■ **Problem details**: Reproduce the passage of the basketball essay from "Due to this, the" up to and including "upon once-beloved interests." without changing a word.

Humans are dynamic. Rather than remain static, we change and adapt to the conditions under which we are placed. This applies to many circumstances: academic interests, hobbies, sports, etc. We change in small degrees over time, our interests changing along with them.
Due to this, the things we once loved can just as easily become the things we dread. Although this does not often occur completely on its own, a simple catalyst can cause this reaction to occur, altering the way we look upon once-beloved interests.
Ever since I began playing basketball in second grade, it was "my sport." When tryouts for the travel team came around, I jumped at the chance. The team quickly became a safe and positive environment where I could further my love of the game, and my basketball career continued. In sixth grade, I made the decision to try out for an AAU basketball team as well, in which we played tournaments almost every weekend and practiced at a neighboring high school throughout the week.
That first year went extremely well. Although the coaching atmosphere was certainly harsher than what I had experienced in the past, it wasn't anything I couldn't handle. The other girls on the team were incredible, both personally and on the court, and in some of them I found some of my best friends.
The next year was not as great as the first. However, it was not terrible either. I quickly found that the coaching style this particular coach employed was not compatible with my style of playing. His harsh words and judgements made me lose confidence in my game rather than incite me to improve it. No matter how hard I worked on my shot, his words would flash across my mind, causing me to retreat away from the sport I once loved. I do not blame my coach for this change, but rather myself for no longer having the tough skin to shrug off his words. Rather than ricochet as they had in the past, each word was a dagger in my carefully-crafted armor.
The third year, I rarely saw playing time. At the beginning of each game, I would lace up my sneakers, not knowing if I would even step foot on the court. Getting less than one minute of playing time per game became the new normal. As I watched my friends flourish and improve around me, despite our coaches cutting remarks, I sat there as a glorified water girl at the end of the bench.
Yet, I couldn't bring myself to quit. Wasn't this the game I once loved? Weren't these the people I loved playing it with?
Eventually, it came time to play basketball for my school team once again, and I reluctantly decided to remain on the team. Although I had no problem with the atmosphere in which I was playing, I no longer loved basketball as I once did. I came to dread each time I stepped on the court, and stopped practicing in my free time as well.

Stored entries
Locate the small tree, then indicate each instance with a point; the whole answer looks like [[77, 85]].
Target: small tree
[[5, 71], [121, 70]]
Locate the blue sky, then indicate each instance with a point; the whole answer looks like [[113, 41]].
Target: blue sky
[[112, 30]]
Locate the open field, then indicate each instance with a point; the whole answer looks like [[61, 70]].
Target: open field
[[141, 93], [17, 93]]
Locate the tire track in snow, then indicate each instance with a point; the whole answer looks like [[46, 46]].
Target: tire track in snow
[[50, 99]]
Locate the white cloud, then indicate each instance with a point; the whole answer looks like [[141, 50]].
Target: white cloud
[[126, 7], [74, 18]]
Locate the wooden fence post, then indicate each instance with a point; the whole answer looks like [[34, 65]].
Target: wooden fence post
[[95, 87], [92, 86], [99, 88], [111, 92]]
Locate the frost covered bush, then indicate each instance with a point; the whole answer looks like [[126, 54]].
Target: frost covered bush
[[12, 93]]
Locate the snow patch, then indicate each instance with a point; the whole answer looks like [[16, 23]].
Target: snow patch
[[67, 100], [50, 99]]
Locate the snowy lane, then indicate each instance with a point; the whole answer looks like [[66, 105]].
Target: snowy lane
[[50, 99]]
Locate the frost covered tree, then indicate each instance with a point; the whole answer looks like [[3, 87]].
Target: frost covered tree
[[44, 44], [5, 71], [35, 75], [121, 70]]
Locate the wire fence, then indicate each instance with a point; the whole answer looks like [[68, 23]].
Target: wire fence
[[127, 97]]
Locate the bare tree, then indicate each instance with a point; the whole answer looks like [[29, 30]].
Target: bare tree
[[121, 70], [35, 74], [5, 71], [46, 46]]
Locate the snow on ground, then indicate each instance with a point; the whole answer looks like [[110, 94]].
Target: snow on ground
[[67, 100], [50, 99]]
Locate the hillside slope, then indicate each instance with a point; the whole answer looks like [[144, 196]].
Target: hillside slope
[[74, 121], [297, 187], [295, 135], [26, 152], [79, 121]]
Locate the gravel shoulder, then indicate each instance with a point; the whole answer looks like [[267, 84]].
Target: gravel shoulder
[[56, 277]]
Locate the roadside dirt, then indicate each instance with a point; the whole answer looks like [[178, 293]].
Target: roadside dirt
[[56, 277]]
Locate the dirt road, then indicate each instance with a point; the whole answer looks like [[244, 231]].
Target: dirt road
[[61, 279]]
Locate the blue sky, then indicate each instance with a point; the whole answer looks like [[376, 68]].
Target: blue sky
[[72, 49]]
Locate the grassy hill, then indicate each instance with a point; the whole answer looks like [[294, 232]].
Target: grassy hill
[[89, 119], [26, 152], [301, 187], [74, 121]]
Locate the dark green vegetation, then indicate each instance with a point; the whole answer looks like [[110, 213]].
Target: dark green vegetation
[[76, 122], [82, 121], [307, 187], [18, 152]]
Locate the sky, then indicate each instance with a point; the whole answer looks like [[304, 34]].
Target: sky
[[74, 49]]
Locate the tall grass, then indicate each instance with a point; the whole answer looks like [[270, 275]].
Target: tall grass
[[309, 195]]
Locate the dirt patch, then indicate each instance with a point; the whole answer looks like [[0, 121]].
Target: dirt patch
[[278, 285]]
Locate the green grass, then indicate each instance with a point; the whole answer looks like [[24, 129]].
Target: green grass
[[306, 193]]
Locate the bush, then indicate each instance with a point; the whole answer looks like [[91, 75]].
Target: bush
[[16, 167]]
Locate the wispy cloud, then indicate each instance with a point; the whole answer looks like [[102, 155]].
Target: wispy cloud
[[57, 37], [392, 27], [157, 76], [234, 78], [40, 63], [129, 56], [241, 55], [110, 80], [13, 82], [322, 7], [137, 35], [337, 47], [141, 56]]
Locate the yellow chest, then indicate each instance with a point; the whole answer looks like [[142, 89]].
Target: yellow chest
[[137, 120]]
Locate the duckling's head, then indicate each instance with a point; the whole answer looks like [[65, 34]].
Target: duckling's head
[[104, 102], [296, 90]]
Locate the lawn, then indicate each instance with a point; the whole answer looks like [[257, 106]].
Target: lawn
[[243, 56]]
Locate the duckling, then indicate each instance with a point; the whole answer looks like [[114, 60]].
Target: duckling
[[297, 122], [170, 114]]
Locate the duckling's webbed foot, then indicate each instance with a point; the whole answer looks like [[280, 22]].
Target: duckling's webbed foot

■ **Result of this task**:
Due to this, the things we once loved can just as easily become the things we dread. Although this does not often occur completely on its own, a simple catalyst can cause this reaction to occur, altering the way we look upon once-beloved interests.